(Beginning of DATASET EXTRACT)
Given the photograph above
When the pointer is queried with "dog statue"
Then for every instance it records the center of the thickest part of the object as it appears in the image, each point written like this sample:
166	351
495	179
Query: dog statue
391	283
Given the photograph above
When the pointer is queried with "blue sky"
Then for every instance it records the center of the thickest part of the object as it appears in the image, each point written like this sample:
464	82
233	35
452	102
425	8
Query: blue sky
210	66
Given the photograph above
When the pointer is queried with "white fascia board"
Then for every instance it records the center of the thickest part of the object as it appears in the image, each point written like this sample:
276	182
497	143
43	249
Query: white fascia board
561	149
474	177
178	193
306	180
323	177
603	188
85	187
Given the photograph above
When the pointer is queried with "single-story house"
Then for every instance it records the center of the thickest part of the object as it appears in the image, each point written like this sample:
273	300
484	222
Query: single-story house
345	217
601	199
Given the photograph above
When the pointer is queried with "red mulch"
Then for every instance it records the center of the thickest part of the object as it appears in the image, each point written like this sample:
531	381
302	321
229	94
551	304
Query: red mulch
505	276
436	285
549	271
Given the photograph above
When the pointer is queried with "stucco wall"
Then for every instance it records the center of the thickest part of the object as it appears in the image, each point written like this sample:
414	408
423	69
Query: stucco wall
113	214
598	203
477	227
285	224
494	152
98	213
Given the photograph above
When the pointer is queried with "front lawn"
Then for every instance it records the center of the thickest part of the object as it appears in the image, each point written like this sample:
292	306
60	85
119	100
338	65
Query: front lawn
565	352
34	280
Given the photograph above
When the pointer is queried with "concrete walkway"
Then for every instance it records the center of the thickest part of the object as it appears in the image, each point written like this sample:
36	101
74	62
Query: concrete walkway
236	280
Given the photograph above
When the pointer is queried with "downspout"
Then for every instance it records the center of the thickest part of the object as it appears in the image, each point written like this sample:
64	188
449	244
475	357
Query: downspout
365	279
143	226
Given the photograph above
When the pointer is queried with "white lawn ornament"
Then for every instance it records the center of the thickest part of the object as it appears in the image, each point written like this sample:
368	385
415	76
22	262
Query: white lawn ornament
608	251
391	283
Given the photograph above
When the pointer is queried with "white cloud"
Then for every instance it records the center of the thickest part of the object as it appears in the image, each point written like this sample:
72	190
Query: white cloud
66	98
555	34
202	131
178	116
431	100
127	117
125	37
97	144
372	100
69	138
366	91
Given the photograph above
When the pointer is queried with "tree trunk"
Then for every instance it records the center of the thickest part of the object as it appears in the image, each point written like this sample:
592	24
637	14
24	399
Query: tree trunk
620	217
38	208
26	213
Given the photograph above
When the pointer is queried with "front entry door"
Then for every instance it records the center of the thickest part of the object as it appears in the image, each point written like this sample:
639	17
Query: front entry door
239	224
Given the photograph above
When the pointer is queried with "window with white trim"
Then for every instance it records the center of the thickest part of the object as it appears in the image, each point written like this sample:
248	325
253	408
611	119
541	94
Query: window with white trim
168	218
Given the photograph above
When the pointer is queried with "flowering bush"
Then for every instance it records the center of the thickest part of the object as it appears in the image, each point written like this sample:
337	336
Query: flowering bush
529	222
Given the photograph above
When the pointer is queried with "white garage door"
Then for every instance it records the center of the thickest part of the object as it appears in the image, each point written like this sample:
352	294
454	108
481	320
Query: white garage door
(End of DATASET EXTRACT)
• **WHAT TO PRODUCE**:
The response should be a verbatim transcription of the data.

• **SOLVED PROBLEM**:
Given the photograph above
When the pointer is queried with "dog statue"
Then for every instance it records the center of the thickest part of the object as it appears in the image, each point written like this sample:
166	351
495	179
Query: dog statue
391	283
Given the photograph above
When the pointer is queried with "blue sky"
Then for every instance it records the center of the thickest part of the object as it appears in the image, each point written like this sample:
464	82
233	35
452	102
425	8
Query: blue sky
210	66
Given the photograph above
When the pointer is queried with "white fascia board"
Then for every instance it records the center of the thickest part of the object as it appears in the image, each point written like this sample:
276	182
497	143
43	249
Query: white fascia board
561	149
474	177
178	193
306	180
323	177
603	188
85	187
Given the photograph above
When the pointer is queried with "single-story house"
Then for every instance it records the center of the thickest part of the object as it appears in the image, each point written like this sample:
273	300
484	222
Query: single-story house
345	217
601	199
Given the photograph above
When the pointer is queried with "red mulch"
Then for every instance it records the center of the thickest part of the object as it appears in the image, each point written like this sample:
531	381
302	321
229	94
551	304
Query: red mulch
505	276
436	285
549	271
Given the photograph above
When the pointer is queried with "stucco wall"
Then for every instance it records the center of the thickest part of the object as it appears in the image, each point written like this sample:
414	408
423	69
Query: stucco wall
113	214
598	203
477	227
285	224
494	152
98	213
Given the photograph above
When the pointer is queried with "front lawn"
Then for every instance it records the center of the thickest part of the object as it appears in the image, each point written like this sample:
292	306
60	85
119	100
338	65
Query: front lawn
565	352
34	280
Given the photograph above
When the pointer is queried with "concrete walkway"
Then for every instance it records the center of the thickest part of the object as it appears in the image, each point written like this sample:
36	101
74	62
Query: concrete walkway
236	280
Given the photograph above
When the pointer is queried with "downspout"
Then for every instance it records the center of the thickest part of the object as it appears in the image, each point written like this sample:
64	188
449	244
475	357
Query: downspout
365	279
143	226
Given the photograph above
When the pointer is queried with "white lawn ornament"
Then for every instance it records the center of the thickest part of the object as it appears in the image, each point written like this sample:
368	385
415	76
22	262
Query: white lawn ornament
608	251
391	283
Given the photograph above
When the pointer is queried with "white cloud"
Then for every instance it records the center of the thickest part of the object as it appears in the image, each point written like this sample:
72	190
Query: white cloud
66	98
555	34
202	131
178	116
431	100
127	117
125	37
97	144
372	100
69	138
366	91
Given the photograph above
When the pointer is queried with "tree trunk"
Then for every instance it records the center of the thickest part of the object as it appears in the image, each point written like this sample:
592	24
637	14
24	399
Query: tree trunk
620	217
38	208
26	213
Given the photograph above
When the pointer is queried with "front entry door"
Then for every instance it records the center of the thickest part of the object as it appears in the image, each point written like this sample:
639	17
Query: front entry door
239	224
Given the photograph above
When the pointer is queried with "window with white trim"
Then for every instance it records the center of the thickest part of the object as it appears in the image, each point written like this sample:
248	325
253	408
611	119
541	94
Query: window with white trim
168	218
Given the photograph above
When the pointer is queried with "flowering bush"
Then for every instance it records the center of the thickest part of the object as it appears in the image, each point written like this sample:
337	336
Query: flowering bush
529	222
Given the photograph above
When the pointer is queried with "white garage door"
Then for every instance it records the center of the thickest part of the object as it appears in the image, each point written like this sample:
352	294
454	108
481	320
Query: white garage door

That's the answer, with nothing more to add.